■ Requirement: Lay out every row below as a numbered list, leaving out any blank lines.

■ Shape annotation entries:
— START —
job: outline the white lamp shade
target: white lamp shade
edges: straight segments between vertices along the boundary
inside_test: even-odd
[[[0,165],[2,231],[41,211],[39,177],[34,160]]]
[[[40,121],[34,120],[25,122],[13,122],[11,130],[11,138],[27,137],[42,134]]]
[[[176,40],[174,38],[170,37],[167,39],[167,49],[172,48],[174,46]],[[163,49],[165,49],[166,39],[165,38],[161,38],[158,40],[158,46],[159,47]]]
— END —
■ Full output:
1. job: outline the white lamp shade
2. target: white lamp shade
3. edges: straight segments between vertices along the boundary
4. inside_test: even-odd
5. [[[0,165],[2,231],[41,211],[39,177],[34,160]]]
6. [[[40,121],[34,120],[25,122],[13,122],[11,130],[11,138],[27,137],[42,134]]]
7. [[[176,40],[174,38],[170,37],[167,39],[167,49],[172,48],[174,46]],[[163,49],[165,49],[166,39],[165,38],[161,38],[158,40],[158,46],[159,47]]]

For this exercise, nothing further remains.